### AUFGABE
Schreibe aus dem Auszug über den Nachbarstreit um drei Birken alles von „Beim Streit unter“ bis hinunter zu „nicht gegeben sind.“ wortgetreu ab.

### AUSGEWÄHLTER AUSZUG
^^^^^^^^^^^^^^^^

Beim Streit unter Nachbarn sind der Fantasie desjenigen, der Streit sucht, keine Grenzen gesetzt. Besonders oft wird darüber gestritten, ob Immissionen, die von Pflanzen auf dem Nachbarsgrundstück ausgehen, hingenommen werden müssen oder aber die Beseitigung oder jedenfalls eine Entschädigung in Geld (sog. Laubrente) verlangt werden kann. Der BGH hat nun letztinstanzlich in seinem Urteil vom 20.09.2019 (V ZR 218/18) entschieden, dass dann, wenn die Pflanzen im Einklang mit landesrechtlichen Abstandsflächenregelungen gepflanzt sind, derartige Ansprüche grundsätzlich nicht gegeben sind.
Nachbar verlangt Entfernung von drei Birken oder die Zahlung einer Geldentschädigung in Höhe von monatlich 230 €
Im entschiedenen Rechtsstreit waren die Parteien in Baden-Württemberg Nachbarn von zwei mit Wohnhäusern bebauten Grundstücken. Auf dem Grundstück des Beklagten standen drei circa 18 m hohe Birken. Stein des Anstoßes waren die von diesen Bäumen ausgehenden Immissionen wie Pollenflug, Herausfallen von Samen und Früchten, herabfallenden leeren Zapfen, Blätter und Birkenreiser. Der Kläger sah darin eine unzumutbare Beeinträchtigung seines Grundstücks und verlangte die Entfernung der gesunden Bäume, hilfsweise die Zahlung einer monatlichen Geldentschädigung für die Monate Juni bis November eines jeden Jahres, in denen nach seinem Vortrag die Beeinträchtigung besonders groß sei.

^^^^^^^^^^^^^^^^

### GEGEBENE EINTRÄGE
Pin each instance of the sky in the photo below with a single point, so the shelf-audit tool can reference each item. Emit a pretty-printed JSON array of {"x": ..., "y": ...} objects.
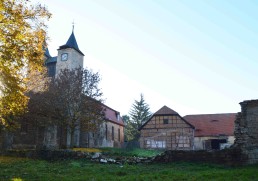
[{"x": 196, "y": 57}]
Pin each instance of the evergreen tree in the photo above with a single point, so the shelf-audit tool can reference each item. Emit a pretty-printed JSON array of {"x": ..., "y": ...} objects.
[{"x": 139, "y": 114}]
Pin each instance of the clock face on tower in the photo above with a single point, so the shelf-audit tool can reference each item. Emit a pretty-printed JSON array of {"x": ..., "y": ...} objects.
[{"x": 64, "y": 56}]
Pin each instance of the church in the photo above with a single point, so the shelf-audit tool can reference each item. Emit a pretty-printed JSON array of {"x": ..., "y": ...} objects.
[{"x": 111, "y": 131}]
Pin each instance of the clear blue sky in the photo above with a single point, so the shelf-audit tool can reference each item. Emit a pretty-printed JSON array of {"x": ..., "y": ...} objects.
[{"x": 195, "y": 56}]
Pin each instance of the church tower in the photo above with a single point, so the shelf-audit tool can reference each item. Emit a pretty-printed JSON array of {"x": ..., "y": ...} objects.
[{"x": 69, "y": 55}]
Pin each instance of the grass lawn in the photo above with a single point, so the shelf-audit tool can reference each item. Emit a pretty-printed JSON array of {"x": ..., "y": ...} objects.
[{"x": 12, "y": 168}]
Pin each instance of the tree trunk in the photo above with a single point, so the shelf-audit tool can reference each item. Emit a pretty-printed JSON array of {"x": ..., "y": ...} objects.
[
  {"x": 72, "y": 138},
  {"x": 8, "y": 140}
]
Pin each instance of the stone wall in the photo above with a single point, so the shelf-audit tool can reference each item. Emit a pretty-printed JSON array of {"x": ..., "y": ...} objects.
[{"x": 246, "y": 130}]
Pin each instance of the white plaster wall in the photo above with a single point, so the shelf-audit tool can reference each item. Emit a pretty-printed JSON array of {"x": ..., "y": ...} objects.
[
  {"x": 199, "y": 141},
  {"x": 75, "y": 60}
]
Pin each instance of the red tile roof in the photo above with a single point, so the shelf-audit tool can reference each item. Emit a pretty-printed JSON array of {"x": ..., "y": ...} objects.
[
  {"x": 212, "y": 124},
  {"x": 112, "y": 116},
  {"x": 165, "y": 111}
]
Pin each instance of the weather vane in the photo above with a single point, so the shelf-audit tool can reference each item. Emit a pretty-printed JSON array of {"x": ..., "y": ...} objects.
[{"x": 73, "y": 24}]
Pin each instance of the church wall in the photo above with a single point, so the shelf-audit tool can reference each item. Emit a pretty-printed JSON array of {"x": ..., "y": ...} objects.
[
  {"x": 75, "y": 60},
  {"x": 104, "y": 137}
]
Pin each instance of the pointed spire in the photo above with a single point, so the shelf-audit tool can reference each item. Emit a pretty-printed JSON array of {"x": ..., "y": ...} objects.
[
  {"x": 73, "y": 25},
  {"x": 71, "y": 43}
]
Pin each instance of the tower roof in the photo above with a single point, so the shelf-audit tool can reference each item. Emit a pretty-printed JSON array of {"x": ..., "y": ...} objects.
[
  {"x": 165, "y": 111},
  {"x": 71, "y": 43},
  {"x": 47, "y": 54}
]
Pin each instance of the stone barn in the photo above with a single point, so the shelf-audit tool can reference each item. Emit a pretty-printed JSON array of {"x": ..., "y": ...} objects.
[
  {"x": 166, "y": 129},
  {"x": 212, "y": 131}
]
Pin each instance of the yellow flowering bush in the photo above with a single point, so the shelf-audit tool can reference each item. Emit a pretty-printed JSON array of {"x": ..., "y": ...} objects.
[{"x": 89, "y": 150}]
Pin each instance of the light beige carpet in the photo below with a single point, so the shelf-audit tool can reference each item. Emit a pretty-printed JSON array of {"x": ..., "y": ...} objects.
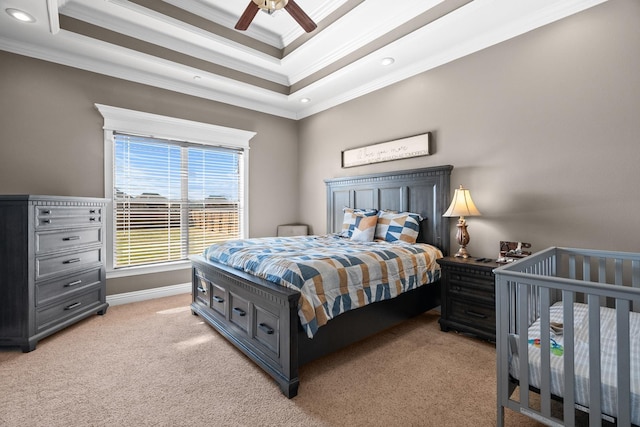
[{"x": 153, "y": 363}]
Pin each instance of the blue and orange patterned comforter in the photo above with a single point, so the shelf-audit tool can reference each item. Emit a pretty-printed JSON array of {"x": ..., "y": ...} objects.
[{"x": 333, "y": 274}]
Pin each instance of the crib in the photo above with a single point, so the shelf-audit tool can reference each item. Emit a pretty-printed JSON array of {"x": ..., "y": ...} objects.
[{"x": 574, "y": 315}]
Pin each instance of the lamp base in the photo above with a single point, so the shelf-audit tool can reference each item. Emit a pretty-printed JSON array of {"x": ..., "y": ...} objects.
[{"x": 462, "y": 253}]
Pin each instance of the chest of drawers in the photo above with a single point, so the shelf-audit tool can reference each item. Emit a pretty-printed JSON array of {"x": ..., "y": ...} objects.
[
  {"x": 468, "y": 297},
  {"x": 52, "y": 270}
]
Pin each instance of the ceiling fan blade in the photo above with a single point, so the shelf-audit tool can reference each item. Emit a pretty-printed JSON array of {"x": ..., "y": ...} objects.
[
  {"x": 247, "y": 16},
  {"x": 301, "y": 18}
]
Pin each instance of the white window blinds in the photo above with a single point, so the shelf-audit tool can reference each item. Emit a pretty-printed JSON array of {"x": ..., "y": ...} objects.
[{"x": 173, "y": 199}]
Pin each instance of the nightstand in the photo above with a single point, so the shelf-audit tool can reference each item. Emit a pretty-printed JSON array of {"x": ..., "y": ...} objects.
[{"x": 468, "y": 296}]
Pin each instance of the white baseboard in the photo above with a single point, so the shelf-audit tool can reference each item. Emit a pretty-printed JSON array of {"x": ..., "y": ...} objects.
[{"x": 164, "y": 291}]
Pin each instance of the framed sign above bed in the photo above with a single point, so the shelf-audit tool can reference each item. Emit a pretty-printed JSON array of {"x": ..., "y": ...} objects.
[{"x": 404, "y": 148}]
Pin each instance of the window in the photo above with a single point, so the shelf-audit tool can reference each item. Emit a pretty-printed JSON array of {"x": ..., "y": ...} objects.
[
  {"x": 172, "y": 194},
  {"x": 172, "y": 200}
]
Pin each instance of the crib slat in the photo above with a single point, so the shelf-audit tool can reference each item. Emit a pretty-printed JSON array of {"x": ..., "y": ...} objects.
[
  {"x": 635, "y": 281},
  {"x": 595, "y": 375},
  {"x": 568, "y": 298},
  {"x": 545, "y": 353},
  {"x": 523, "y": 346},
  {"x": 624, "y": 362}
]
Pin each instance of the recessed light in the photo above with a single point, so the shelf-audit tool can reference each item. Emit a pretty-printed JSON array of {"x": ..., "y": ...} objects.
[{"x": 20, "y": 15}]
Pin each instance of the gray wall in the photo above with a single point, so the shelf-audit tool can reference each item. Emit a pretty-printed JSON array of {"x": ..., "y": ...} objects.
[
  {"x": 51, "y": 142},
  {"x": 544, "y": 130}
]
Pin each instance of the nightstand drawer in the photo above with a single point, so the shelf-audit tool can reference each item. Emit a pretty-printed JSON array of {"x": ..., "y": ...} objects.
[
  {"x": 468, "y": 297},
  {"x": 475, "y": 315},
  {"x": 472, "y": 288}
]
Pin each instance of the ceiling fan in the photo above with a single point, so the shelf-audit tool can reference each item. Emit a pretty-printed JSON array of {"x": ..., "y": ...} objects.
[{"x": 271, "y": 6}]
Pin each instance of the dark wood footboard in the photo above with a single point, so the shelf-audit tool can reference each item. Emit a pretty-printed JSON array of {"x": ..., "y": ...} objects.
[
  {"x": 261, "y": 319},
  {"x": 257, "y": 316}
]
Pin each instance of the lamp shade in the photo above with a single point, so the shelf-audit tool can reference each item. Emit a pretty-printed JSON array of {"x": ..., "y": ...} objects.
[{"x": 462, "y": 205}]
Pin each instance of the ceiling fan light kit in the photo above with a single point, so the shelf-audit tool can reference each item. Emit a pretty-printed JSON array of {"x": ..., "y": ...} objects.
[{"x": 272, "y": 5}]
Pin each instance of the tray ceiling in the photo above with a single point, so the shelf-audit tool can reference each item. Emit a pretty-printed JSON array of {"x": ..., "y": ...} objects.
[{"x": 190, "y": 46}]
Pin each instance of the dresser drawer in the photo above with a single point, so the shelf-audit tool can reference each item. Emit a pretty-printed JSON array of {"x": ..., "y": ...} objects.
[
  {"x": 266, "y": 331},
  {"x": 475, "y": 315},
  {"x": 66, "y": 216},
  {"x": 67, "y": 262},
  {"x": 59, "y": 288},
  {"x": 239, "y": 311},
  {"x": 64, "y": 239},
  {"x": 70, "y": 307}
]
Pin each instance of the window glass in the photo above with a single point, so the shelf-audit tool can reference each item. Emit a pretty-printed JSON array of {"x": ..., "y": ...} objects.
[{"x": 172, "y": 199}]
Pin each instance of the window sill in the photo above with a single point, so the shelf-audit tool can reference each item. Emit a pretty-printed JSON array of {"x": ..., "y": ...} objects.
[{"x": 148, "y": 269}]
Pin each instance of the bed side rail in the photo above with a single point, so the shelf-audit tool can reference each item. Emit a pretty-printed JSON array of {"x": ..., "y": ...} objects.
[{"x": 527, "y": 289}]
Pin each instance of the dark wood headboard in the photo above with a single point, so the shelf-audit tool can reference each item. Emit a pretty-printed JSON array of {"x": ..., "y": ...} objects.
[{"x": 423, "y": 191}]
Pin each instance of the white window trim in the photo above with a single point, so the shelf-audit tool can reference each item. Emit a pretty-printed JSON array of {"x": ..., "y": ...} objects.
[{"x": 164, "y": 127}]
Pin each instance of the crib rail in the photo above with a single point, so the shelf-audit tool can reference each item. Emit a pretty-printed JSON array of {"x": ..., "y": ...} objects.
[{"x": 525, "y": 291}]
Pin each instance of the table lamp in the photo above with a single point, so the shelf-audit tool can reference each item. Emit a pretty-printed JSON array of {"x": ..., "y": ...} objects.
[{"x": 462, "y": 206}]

^^^^^^^^^^^^^^^^

### FERTIGE LÖSUNG
Beim Streit unter Nachbarn sind der Fantasie desjenigen, der Streit sucht, keine Grenzen gesetzt. Besonders oft wird darüber gestritten, ob Immissionen, die von Pflanzen auf dem Nachbarsgrundstück ausgehen, hingenommen werden müssen oder aber die Beseitigung oder jedenfalls eine Entschädigung in Geld (sog. Laubrente) verlangt werden kann. Der BGH hat nun letztinstanzlich in seinem Urteil vom 20.09.2019 (V ZR 218/18) entschieden, dass dann, wenn die Pflanzen im Einklang mit landesrechtlichen Abstandsflächenregelungen gepflanzt sind, derartige Ansprüche grundsätzlich nicht gegeben sind.